→ **Task instructions**: Starting at the line that contains "Target: hanging plant", transcribe every remaining line of the entries exactly, including the last one.

※ ※ ※

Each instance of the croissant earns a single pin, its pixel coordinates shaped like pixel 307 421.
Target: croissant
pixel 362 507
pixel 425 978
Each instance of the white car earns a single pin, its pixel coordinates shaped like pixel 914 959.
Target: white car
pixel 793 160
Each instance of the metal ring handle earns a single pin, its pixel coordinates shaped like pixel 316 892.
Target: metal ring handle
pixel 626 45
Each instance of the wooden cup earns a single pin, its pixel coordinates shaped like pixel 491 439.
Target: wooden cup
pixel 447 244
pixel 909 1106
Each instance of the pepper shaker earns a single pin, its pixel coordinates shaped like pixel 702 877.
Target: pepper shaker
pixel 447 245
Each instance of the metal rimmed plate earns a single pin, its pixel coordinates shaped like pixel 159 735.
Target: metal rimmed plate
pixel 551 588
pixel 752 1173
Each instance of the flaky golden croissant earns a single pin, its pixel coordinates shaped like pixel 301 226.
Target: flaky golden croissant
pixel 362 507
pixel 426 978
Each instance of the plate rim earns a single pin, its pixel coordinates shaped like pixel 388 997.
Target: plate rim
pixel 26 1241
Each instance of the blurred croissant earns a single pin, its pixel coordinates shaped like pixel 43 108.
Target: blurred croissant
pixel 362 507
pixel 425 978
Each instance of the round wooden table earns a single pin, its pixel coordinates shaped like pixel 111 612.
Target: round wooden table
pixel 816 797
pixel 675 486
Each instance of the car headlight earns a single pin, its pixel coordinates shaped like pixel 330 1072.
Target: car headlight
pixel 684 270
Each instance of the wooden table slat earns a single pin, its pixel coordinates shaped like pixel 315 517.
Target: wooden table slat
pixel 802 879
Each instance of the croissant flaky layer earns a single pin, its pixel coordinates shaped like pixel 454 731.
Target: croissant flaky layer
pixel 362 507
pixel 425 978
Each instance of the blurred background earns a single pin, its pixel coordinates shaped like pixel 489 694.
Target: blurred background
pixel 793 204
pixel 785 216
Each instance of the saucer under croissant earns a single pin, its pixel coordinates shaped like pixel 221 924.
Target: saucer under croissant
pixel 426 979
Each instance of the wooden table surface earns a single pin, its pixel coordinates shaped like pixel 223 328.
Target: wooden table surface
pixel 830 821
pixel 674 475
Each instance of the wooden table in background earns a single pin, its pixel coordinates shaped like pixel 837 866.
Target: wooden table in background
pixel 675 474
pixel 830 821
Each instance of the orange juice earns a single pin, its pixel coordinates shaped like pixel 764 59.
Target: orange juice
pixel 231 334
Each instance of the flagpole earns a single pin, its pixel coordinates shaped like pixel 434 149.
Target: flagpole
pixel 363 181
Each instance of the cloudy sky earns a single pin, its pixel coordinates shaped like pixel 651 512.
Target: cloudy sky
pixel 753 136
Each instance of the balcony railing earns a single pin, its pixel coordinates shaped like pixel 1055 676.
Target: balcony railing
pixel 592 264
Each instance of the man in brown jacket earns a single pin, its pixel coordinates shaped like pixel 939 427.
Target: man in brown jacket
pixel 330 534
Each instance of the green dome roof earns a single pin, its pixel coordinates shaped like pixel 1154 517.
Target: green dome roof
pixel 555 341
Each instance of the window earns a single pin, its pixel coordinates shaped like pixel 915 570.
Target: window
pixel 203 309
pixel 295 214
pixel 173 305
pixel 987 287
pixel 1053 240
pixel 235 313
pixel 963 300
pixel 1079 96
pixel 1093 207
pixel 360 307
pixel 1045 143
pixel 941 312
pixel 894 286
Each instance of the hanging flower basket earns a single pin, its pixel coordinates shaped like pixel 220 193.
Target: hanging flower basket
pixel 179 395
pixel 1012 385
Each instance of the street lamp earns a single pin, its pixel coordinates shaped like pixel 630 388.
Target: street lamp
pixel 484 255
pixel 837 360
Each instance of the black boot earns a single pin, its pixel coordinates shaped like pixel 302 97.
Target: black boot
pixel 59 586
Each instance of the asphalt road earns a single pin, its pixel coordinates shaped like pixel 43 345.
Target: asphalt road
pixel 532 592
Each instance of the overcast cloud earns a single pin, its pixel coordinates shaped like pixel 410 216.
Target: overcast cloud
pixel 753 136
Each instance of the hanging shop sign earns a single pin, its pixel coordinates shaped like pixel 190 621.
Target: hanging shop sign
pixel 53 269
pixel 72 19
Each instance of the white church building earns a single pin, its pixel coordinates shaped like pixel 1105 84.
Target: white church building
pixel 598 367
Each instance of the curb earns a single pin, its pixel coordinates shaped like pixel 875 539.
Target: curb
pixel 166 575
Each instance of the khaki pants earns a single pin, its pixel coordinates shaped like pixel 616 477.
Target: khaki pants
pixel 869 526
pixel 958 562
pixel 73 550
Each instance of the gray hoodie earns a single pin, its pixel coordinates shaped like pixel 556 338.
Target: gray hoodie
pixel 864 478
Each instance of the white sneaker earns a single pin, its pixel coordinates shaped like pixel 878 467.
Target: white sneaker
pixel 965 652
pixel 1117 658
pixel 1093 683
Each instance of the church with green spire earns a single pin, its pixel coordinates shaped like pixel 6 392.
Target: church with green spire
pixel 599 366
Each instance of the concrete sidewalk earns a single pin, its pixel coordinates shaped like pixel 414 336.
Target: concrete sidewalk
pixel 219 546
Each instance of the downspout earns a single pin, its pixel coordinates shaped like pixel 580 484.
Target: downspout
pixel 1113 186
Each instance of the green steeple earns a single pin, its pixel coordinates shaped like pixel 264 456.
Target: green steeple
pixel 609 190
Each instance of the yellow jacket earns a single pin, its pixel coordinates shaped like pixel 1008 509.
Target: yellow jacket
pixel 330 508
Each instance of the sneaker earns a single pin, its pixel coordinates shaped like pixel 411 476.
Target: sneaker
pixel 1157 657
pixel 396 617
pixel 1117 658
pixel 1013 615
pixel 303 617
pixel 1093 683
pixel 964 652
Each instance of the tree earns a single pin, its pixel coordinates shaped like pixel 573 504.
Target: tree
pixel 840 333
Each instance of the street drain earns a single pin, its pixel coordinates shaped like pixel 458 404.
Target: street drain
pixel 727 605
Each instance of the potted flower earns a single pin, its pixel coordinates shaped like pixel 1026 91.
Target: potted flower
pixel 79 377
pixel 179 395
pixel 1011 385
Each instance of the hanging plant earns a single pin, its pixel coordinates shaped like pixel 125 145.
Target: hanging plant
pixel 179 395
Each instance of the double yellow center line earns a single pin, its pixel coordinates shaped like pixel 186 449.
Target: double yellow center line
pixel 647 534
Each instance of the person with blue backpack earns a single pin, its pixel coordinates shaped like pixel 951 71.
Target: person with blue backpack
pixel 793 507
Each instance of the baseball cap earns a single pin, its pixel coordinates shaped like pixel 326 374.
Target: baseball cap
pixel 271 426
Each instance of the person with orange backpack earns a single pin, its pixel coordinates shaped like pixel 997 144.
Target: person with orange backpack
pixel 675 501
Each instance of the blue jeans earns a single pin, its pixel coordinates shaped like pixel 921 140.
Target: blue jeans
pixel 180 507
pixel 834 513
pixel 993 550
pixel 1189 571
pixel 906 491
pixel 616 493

※ ※ ※

→ **Your solution**:
Target: hanging plant
pixel 179 395
Each instance of the double yellow center line earns a single pin, its pixel coordinates shaped like pixel 186 449.
Target: double yellow center line
pixel 647 534
Each instance of the person with blue backpack earns a single pin, its pixel coordinates shaped like pixel 951 71.
Target: person with blue backpack
pixel 793 507
Each instance of the baseball cap earns a single pin, its pixel coordinates shaped like pixel 326 374.
Target: baseball cap
pixel 271 426
Each instance of the person with orange backpack earns a single pin, its pixel coordinates shaped like pixel 997 144.
Target: person with orange backpack
pixel 675 501
Each instance of the blue jeans earns a single pin, its pixel coordinates shaped like pixel 921 140.
Target: blue jeans
pixel 180 507
pixel 834 513
pixel 993 550
pixel 1189 571
pixel 906 491
pixel 616 493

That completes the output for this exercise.